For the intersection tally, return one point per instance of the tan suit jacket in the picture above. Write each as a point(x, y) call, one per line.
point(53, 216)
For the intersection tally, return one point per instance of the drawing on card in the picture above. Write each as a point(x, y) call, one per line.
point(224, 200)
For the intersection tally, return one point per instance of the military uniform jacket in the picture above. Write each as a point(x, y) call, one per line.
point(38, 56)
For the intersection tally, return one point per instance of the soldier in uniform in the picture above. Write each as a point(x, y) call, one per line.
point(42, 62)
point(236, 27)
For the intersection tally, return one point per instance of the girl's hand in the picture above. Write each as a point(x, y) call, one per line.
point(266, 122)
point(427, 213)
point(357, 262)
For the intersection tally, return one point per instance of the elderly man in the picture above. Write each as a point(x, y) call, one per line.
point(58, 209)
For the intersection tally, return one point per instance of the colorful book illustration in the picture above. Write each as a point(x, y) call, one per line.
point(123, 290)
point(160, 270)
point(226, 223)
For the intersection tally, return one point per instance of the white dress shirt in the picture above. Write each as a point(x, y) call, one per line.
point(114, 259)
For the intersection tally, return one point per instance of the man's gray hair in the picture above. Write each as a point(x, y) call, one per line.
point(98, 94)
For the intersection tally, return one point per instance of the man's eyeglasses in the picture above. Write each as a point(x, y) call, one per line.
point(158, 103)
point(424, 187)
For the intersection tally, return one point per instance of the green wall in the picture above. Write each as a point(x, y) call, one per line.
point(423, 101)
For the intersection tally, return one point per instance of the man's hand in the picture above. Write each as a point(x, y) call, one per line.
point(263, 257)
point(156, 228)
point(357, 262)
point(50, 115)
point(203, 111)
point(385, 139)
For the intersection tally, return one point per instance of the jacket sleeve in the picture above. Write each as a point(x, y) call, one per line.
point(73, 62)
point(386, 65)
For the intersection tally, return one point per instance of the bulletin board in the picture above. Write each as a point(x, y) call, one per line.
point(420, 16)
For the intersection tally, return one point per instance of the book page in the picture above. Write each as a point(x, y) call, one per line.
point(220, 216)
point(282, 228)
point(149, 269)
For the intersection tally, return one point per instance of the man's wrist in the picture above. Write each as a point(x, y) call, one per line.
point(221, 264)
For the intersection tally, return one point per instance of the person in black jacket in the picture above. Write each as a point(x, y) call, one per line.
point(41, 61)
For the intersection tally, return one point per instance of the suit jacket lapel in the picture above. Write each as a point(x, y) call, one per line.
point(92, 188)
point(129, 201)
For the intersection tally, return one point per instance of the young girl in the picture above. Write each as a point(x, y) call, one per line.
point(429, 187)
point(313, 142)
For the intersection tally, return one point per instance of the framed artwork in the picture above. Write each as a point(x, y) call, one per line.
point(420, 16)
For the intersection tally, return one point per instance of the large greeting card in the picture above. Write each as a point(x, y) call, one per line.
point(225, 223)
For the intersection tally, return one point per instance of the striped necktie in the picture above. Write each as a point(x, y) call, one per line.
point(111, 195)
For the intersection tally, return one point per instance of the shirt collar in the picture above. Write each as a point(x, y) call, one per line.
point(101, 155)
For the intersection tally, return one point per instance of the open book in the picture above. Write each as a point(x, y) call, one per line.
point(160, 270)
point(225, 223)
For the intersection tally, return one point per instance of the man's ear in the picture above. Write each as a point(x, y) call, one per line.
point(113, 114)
===============
Work required: Copy the lines above exactly as they appear.

Answer to the task:
For the intersection tally, return one point per instance of the tan suit jacket in the picture above. Write each as a point(x, y) call, one per line.
point(53, 216)
For the intersection tally, return one point per instance of the drawing on card in the picture above. Write each as a point(x, y) call, one per line.
point(224, 200)
For the intersection tally, return one point per instance of the military uniform jacket in the picture above. Write each as a point(x, y) call, one per line.
point(38, 56)
For the intersection tally, return one point per instance of the soldier in uniform in the picture above. Write each as a point(x, y) call, one per line.
point(42, 62)
point(236, 27)
For the intersection tally, return one point per instance of the girl's hand in the picture above. Write each as a point(x, y) call, one per line.
point(266, 122)
point(427, 213)
point(357, 262)
For the intersection tally, return one point per instance of the elderly man in the picture above. Write each as a point(x, y) call, one per line.
point(58, 209)
For the intersection tally, return one point per instance of the colorful book illustration in the picture above. Write each as a point(x, y) call, one per line.
point(123, 290)
point(160, 270)
point(226, 223)
For the intersection tally, return one point per instance of the white dress shirt in the picture above. Write each as a point(x, y) call, one per line.
point(114, 259)
For the intersection tally, return one point per instance of the man's gray hair in the picture above. Write each as a point(x, y) call, one per line.
point(98, 94)
For the intersection tally, return one point per instance of the man's eyeglasses in the picture above. Write each as a point(x, y) call, one per line.
point(158, 103)
point(424, 187)
For the intersection tally, return one point per instance of the green wall in the picture above. Write each as a point(x, y) call, one per line.
point(423, 101)
For the intersection tally, return one point per instance of the man's hand in the picture above. Write each as a point(x, y) call, one per line.
point(263, 257)
point(156, 228)
point(357, 262)
point(50, 115)
point(203, 111)
point(385, 139)
For the intersection tally, return one point per instance of the jacket sleeve in the picture above. Write each as a point(x, y) call, one per line.
point(73, 62)
point(386, 65)
For the intersection tally, return one point per instance of the bulletin board in the picture above. Write each as a point(x, y) call, one per line.
point(420, 16)
For the intersection tally, return one point per instance of the book page in the picture above. Write each as a point(x, y) call, one per line.
point(220, 216)
point(282, 228)
point(149, 269)
For the intersection tally, return one point per instance of the man's wrist in the picture above. Write each as a point(x, y) call, one per line.
point(221, 264)
For the intersection tally, return one point per instance of the person in black jacket in the picture above. Write each as a point(x, y) call, one per line.
point(41, 61)
For the intersection tally, return one point per instance of the suit jacket lapel in the picture above. Write each as a point(x, y) call, one per line.
point(92, 188)
point(129, 201)
For the intersection tally, return one point per instance of the young girl in the picture above. Write each as a point(x, y) call, one per line.
point(429, 187)
point(313, 142)
For the intersection tally, return one point per instance of the framed artwork in the picture above. Write each as a point(x, y) call, one per line.
point(420, 16)
For the intersection tally, return one point per instance of the large greeting card in the picture above. Write each as a point(x, y) call, one per line.
point(225, 223)
For the intersection tally, return one point per instance of the striped necktie in the picture above. Write each as a point(x, y) call, one per line.
point(111, 195)
For the intersection tally, return one point per instance of the shirt collar in the picture above. Write each as a point(x, y) call, one per line.
point(101, 155)
For the intersection tally, return one point per instance of the open book in the picture above. Write each as a point(x, y) call, one per line.
point(160, 270)
point(225, 223)
For the intersection tally, return one point per instance of the man's ear in the picture above. Write each as a point(x, y) call, one per line.
point(113, 114)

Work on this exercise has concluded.